SHORT TASK — Change every "marker" in the rows below to "dot" and write the rows out again with nothing else altered. Omit the pictures.

DATASET RECORDS —
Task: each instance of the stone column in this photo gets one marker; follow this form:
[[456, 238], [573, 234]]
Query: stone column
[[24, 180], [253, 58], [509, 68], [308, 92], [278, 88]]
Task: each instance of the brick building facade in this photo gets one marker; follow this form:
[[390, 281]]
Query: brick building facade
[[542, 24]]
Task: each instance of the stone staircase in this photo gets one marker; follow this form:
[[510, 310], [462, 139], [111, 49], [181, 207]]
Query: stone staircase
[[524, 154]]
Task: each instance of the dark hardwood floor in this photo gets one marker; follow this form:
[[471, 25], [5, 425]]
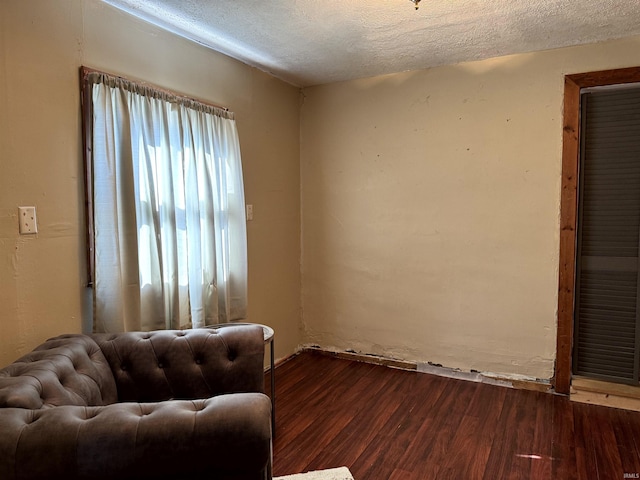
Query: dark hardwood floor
[[385, 423]]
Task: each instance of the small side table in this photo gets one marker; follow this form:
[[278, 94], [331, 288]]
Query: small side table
[[269, 334]]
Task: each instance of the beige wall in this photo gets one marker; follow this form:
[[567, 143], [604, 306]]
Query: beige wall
[[431, 210], [42, 45]]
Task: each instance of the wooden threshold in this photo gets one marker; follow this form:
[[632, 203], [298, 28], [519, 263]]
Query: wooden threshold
[[607, 394]]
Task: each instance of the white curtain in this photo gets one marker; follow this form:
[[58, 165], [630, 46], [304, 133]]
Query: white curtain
[[168, 205]]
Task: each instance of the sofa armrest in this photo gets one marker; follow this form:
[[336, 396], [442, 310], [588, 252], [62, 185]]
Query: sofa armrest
[[228, 436]]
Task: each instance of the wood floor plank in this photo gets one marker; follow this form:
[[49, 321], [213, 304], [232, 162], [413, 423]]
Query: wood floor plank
[[388, 424]]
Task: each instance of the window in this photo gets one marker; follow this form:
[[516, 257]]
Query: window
[[165, 206]]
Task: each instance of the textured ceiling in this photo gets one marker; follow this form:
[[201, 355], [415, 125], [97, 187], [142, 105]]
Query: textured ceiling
[[309, 42]]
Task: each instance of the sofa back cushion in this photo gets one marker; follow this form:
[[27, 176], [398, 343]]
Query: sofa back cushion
[[66, 370], [185, 364]]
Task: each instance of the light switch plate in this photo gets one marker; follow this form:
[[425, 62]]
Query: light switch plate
[[28, 224]]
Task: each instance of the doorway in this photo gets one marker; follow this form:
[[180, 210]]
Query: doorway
[[572, 276]]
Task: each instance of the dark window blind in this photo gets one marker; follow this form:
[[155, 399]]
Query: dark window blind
[[606, 323]]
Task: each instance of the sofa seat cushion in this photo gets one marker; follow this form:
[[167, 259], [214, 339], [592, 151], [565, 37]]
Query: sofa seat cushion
[[66, 370], [175, 439]]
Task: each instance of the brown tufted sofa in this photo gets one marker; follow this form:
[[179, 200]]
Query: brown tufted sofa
[[156, 405]]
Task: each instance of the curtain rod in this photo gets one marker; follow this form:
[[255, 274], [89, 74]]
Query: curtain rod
[[85, 71]]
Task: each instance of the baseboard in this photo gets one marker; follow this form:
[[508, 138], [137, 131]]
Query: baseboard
[[522, 384], [366, 358]]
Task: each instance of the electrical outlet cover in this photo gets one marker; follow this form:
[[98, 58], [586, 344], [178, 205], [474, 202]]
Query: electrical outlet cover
[[28, 224]]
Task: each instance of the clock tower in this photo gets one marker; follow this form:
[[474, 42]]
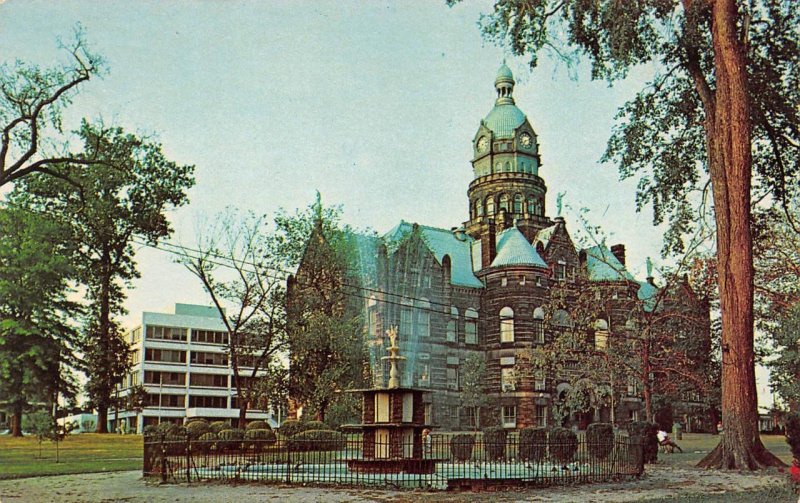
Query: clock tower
[[506, 189]]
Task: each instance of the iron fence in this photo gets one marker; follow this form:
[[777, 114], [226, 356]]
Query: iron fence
[[446, 462]]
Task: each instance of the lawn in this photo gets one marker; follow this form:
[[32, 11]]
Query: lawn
[[696, 445], [84, 453]]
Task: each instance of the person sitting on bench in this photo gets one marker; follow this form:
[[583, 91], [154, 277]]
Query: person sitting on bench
[[666, 442]]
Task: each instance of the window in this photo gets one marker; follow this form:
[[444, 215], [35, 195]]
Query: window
[[211, 402], [531, 205], [424, 375], [451, 331], [156, 400], [539, 381], [504, 202], [208, 380], [452, 378], [506, 325], [406, 321], [209, 336], [601, 335], [508, 379], [164, 378], [423, 318], [509, 415], [540, 416], [471, 326], [204, 358], [166, 333], [518, 204], [538, 325], [164, 355]]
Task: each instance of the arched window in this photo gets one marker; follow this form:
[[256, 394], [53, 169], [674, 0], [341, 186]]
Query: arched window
[[538, 325], [601, 335], [506, 325], [504, 202], [471, 326], [423, 318], [518, 204]]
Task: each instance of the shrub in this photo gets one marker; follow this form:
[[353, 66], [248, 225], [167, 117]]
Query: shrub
[[793, 434], [197, 428], [258, 425], [600, 439], [461, 446], [317, 440], [646, 434], [230, 439], [205, 442], [533, 444], [563, 444], [291, 428], [494, 442], [218, 426], [258, 439]]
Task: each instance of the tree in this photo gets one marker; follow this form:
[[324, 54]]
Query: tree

RESPONSE TO THE TASK —
Task: each instance of the stone column in this photo gets one dot; follow this form:
[[456, 238], [573, 234]]
Query: stone column
[[24, 180], [253, 58], [509, 68], [308, 92], [278, 88]]
Task: each instance of the brick building facade in this photo gets one dot; follow this form:
[[390, 281]]
Query: brick building facade
[[542, 24]]
Task: each instance of the stone staircase in this photo gets one dot; follow this form:
[[510, 310], [462, 139], [111, 49], [181, 207]]
Query: stone staircase
[[524, 154]]
Task: each instance of the dark hardwood floor in this photo gets one dot; follow this form:
[[471, 25], [5, 425]]
Query: dark hardwood floor
[[385, 423]]
Task: each instance of the small side table in this photo gets one dot; follow this form:
[[278, 94], [331, 288]]
Query: small side table
[[269, 334]]
Task: each instance of the beige wall in this photo gets one dot; follow this form:
[[567, 143], [604, 306]]
Query: beige wall
[[431, 210], [42, 45]]
Task: each instance of the wooden threshold in this photo gets one dot; follow this form:
[[632, 203], [298, 28], [519, 263]]
Query: wooden threshold
[[607, 394]]
Task: each instance of the white curtain in this photo gets one dot; follow this form:
[[58, 165], [630, 46], [304, 133]]
Query: white curtain
[[168, 205]]
Task: each instance of the sofa armrest in this photo gets one dot; follow this form:
[[336, 396], [442, 310], [588, 252], [62, 185]]
Query: sofa armrest
[[228, 436]]
Task: each instance of the wood floor plank in this photo gets one dot; follow this form:
[[49, 321], [213, 304], [232, 162], [413, 423]]
Query: wood floor plank
[[388, 424]]
Task: each instance of the window in this photo gets one dot; follow this form:
[[516, 257]]
Query: window
[[165, 206]]
Task: each instance of the textured ceiling in this photo gets one dot; follow this form:
[[201, 355], [415, 125], [97, 187], [142, 105]]
Query: textured ceiling
[[309, 42]]
Task: each instance of the sofa back cushion in this photo gets one dot; follow this form:
[[27, 176], [398, 343]]
Query: sofa back cushion
[[66, 370], [185, 364]]
Task: each instance of the light switch plate in this photo gets one dot; follow this form:
[[425, 62]]
Query: light switch plate
[[28, 224]]
Task: each instance of the doorway in this photo gets one dot; follow this form:
[[180, 210]]
Query: doorway
[[572, 276]]
Task: each instance of the dark window blind in this photo gets one dot; follow this form:
[[155, 399]]
Query: dark window blind
[[606, 323]]
Task: each instance of the sofa seat cushion in this photo gets one dot; follow this form:
[[167, 259], [214, 339], [592, 151], [565, 37]]
Query: sofa seat cushion
[[66, 370], [175, 439]]
Task: each instance of the brown tufted sofa in this photo gets one dot; follow this form:
[[179, 200]]
Query: brown tufted sofa
[[156, 405]]
Task: each instance of the curtain rod in this photo gets one dot; follow this form:
[[255, 274], [89, 74]]
Query: curtain rod
[[85, 71]]
Task: each instance of the baseboard in this photo gets one dot; follow this form:
[[508, 138], [137, 131]]
Query: baseboard
[[522, 384], [366, 358]]
Task: each instance of the electrical outlet cover in this photo gets one dot; follow this form:
[[98, 58], [586, 344], [178, 205], [474, 202]]
Query: electrical outlet cover
[[28, 224]]
Task: each instance of the clock tower in this photo gets one dot; follow this form:
[[474, 42]]
Query: clock tower
[[506, 189]]
Task: each instance of the iron fence in this photo gets one dot; follow this form:
[[777, 114], [226, 356]]
Query: iron fence
[[446, 462]]
Task: each instance of the lawn in this photo gets one dot; follow this form:
[[32, 11]]
Query: lawn
[[696, 445], [84, 453]]
Task: each instance of the person sitting on bench in this photo gets one dot; follow this form:
[[583, 91], [154, 277]]
Query: person sitting on bench
[[666, 442]]
Task: each instance of the window in this photo gets one dot; follow this form:
[[444, 215], [35, 195]]
Query: window
[[211, 402], [531, 205], [424, 375], [451, 331], [156, 400], [539, 381], [504, 202], [208, 380], [452, 378], [506, 325], [406, 321], [209, 336], [601, 335], [508, 379], [164, 378], [423, 318], [509, 415], [540, 416], [471, 326], [204, 358], [166, 333], [518, 204], [538, 325], [164, 355]]
Task: each instance of the arched window in this photo gets one dot; follow this form:
[[256, 394], [53, 169], [674, 0], [341, 186]]
Query: arched window
[[538, 325], [601, 335], [506, 325], [504, 202], [471, 326], [423, 318], [518, 204]]
Task: each instance of the shrub in this photo gets one dot; follow this form:
[[353, 66], [248, 225], [167, 117]]
Query: shrub
[[793, 434], [197, 428], [258, 425], [600, 439], [461, 446], [317, 440], [646, 434], [230, 439], [205, 442], [533, 444], [563, 444], [291, 428], [494, 442], [218, 426], [258, 439]]
Task: each instance of the tree in this photo gets one dot; follow this form:
[[324, 54]]
Query: tree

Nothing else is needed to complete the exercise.